WHAT IS REQUIRED
Reproduce the passage on phone camera lens designs word for word, starting with "As a result, the" and going on through "phones and so on.".

Recently, because the manufacturing technic of plastic lens has been promoted, 3P structure has been used in downsized cell phone lens, such as U.S. Pat. No. 7,394,602 which disclosed a three-piece lens consisted of plastic; nonetheless, under the circumstance of image's pixel is demanded to be higher, 3P structure still has limitations such that the requirement of imaging quality while downsizing the optical sensor and enhancing pixel under the current trend cannot be satisfied.
Additionally, design of cell phone lens consisted of 4P structure is partially applied to the current market, such as U.S. Pat. No. 7,453,654 which disclosed the structure of four-piece plastic lens, but in terms of structure of the normal four-piece lens, FOV angle is usually of about 60°-70° which is limited to the need for ultra wide angle lens.
As a result, the present invention provides a more practical design which while reducing optical image capturing lens, using combination of refractive power, convex and concave surfaces of four lenses can not only effectively shorten the total length of optical image capturing lens, but also further promote imaging quality so as to lower manufacturing cost by a simple lens shape and consequently may be apply to electronic products, such as cell phones and so on.

ITEMS
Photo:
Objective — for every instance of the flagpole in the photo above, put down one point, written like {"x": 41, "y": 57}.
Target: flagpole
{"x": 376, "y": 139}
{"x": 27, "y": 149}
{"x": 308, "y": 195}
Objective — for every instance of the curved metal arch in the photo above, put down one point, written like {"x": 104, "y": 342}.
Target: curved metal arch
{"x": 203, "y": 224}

RESPONSE TO THE EXERCISE
As a result, the present invention provides a more practical design which while reducing optical image capturing lens, using combination of refractive power, convex and concave surfaces of four lenses can not only effectively shorten the total length of optical image capturing lens, but also further promote imaging quality so as to lower manufacturing cost by a simple lens shape and consequently may be apply to electronic products, such as cell phones and so on.